─── DATA SUPPLIED

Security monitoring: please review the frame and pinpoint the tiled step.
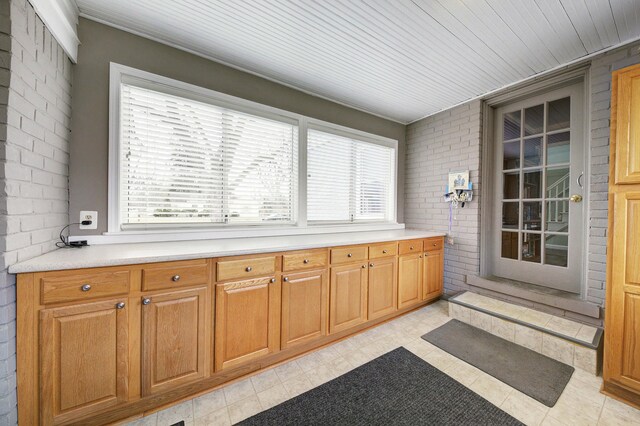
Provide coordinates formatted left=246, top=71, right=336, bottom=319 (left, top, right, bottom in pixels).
left=448, top=291, right=603, bottom=375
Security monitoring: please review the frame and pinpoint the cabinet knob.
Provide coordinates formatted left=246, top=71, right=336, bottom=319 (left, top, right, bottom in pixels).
left=433, top=243, right=437, bottom=246
left=362, top=264, right=367, bottom=268
left=410, top=246, right=414, bottom=250
left=303, top=259, right=309, bottom=264
left=142, top=298, right=151, bottom=305
left=347, top=253, right=353, bottom=258
left=115, top=302, right=125, bottom=309
left=81, top=284, right=91, bottom=292
left=172, top=275, right=180, bottom=282
left=382, top=250, right=388, bottom=254
left=270, top=278, right=276, bottom=283
left=419, top=255, right=423, bottom=258
left=283, top=277, right=289, bottom=282
left=424, top=252, right=428, bottom=256
left=245, top=266, right=252, bottom=272
left=369, top=263, right=374, bottom=267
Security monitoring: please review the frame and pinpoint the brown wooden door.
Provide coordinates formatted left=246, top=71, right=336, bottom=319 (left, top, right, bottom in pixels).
left=423, top=250, right=444, bottom=301
left=141, top=287, right=209, bottom=396
left=398, top=254, right=422, bottom=309
left=281, top=269, right=328, bottom=349
left=329, top=263, right=368, bottom=334
left=604, top=63, right=640, bottom=406
left=368, top=257, right=397, bottom=320
left=40, top=299, right=128, bottom=425
left=215, top=277, right=281, bottom=371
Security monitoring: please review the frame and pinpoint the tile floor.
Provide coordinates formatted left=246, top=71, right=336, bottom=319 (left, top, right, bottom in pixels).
left=126, top=301, right=640, bottom=426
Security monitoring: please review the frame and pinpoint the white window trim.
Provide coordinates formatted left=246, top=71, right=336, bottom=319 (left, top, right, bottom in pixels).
left=105, top=63, right=400, bottom=244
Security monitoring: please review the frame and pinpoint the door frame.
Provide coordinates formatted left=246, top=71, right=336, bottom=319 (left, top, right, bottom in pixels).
left=479, top=67, right=591, bottom=297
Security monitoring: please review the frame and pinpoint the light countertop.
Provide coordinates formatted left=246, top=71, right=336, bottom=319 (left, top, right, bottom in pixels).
left=9, top=229, right=445, bottom=274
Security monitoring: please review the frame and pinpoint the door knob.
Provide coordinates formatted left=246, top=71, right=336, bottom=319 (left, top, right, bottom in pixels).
left=569, top=194, right=583, bottom=203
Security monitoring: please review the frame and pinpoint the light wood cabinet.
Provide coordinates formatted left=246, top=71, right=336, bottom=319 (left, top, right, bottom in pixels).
left=329, top=263, right=368, bottom=334
left=398, top=253, right=422, bottom=309
left=604, top=63, right=640, bottom=409
left=141, top=287, right=209, bottom=395
left=423, top=250, right=444, bottom=301
left=40, top=299, right=129, bottom=425
left=368, top=257, right=397, bottom=320
left=281, top=269, right=328, bottom=348
left=215, top=276, right=281, bottom=371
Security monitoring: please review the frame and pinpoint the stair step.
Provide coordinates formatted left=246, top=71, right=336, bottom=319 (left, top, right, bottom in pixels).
left=448, top=291, right=603, bottom=375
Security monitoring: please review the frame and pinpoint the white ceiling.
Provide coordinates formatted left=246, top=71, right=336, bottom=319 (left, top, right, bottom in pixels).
left=76, top=0, right=640, bottom=124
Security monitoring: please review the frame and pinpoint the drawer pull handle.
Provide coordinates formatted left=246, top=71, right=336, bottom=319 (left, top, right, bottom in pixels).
left=433, top=243, right=437, bottom=246
left=347, top=253, right=353, bottom=258
left=382, top=250, right=388, bottom=254
left=270, top=278, right=276, bottom=283
left=81, top=284, right=91, bottom=292
left=172, top=275, right=181, bottom=282
left=246, top=266, right=252, bottom=272
left=369, top=263, right=374, bottom=267
left=303, top=259, right=310, bottom=264
left=142, top=298, right=151, bottom=305
left=283, top=277, right=289, bottom=282
left=116, top=302, right=125, bottom=309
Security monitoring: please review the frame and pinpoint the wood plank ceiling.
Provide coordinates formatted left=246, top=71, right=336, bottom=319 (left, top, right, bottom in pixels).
left=76, top=0, right=640, bottom=123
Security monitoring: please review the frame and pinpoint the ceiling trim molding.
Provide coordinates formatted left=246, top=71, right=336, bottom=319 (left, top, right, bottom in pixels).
left=78, top=13, right=408, bottom=125
left=29, top=0, right=80, bottom=63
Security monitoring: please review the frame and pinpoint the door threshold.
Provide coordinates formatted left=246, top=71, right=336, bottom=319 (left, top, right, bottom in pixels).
left=465, top=275, right=600, bottom=319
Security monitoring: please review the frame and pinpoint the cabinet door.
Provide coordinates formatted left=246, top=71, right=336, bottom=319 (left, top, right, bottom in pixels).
left=281, top=270, right=328, bottom=349
left=141, top=287, right=208, bottom=396
left=423, top=250, right=444, bottom=301
left=398, top=254, right=422, bottom=309
left=329, top=263, right=368, bottom=334
left=215, top=277, right=280, bottom=371
left=368, top=257, right=397, bottom=320
left=612, top=65, right=640, bottom=184
left=40, top=299, right=128, bottom=425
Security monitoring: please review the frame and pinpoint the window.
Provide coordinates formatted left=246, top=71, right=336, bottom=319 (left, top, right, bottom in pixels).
left=110, top=64, right=398, bottom=235
left=307, top=128, right=395, bottom=223
left=119, top=83, right=297, bottom=228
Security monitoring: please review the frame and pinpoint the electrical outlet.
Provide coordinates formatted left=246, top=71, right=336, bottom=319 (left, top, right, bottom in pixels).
left=79, top=211, right=98, bottom=230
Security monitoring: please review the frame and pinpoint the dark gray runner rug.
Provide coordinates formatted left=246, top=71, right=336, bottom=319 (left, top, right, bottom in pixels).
left=422, top=319, right=574, bottom=407
left=239, top=347, right=522, bottom=425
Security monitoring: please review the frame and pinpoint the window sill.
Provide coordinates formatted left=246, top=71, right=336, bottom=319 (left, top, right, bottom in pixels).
left=70, top=222, right=406, bottom=245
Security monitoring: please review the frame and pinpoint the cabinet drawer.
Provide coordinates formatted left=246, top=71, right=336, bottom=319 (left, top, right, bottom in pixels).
left=399, top=240, right=423, bottom=255
left=217, top=256, right=276, bottom=282
left=330, top=246, right=368, bottom=264
left=283, top=250, right=328, bottom=272
left=142, top=260, right=210, bottom=291
left=41, top=270, right=130, bottom=304
left=369, top=242, right=398, bottom=259
left=424, top=237, right=444, bottom=252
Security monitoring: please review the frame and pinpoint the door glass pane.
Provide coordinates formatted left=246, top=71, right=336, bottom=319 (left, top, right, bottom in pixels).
left=503, top=141, right=520, bottom=169
left=547, top=97, right=570, bottom=131
left=501, top=231, right=518, bottom=259
left=523, top=170, right=541, bottom=198
left=523, top=137, right=542, bottom=167
left=504, top=172, right=520, bottom=199
left=524, top=104, right=544, bottom=135
left=546, top=167, right=570, bottom=198
left=523, top=201, right=541, bottom=231
left=546, top=200, right=569, bottom=232
left=545, top=234, right=568, bottom=267
left=504, top=111, right=521, bottom=140
left=521, top=233, right=541, bottom=263
left=502, top=202, right=519, bottom=229
left=547, top=132, right=570, bottom=164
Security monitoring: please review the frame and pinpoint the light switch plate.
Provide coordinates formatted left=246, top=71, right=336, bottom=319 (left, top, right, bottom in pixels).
left=79, top=211, right=98, bottom=230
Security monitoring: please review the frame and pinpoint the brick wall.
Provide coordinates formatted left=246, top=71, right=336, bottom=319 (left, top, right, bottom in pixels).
left=404, top=101, right=483, bottom=294
left=0, top=0, right=72, bottom=422
left=404, top=41, right=640, bottom=316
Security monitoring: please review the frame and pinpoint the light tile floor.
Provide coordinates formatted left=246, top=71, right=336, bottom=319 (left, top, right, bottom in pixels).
left=126, top=301, right=640, bottom=426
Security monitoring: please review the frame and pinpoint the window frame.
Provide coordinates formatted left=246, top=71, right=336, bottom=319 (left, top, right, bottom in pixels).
left=108, top=63, right=398, bottom=237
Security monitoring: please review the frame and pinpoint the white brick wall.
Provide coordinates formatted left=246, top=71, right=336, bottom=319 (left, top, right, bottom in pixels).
left=0, top=0, right=72, bottom=423
left=404, top=41, right=640, bottom=316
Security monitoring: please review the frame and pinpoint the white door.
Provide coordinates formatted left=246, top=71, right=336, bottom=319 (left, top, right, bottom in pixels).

──────

[AIM OF THE TASK]: Count each line of the data where the word "light" appears, then reply with the total only.

[PROBLEM SOLUTION]: 4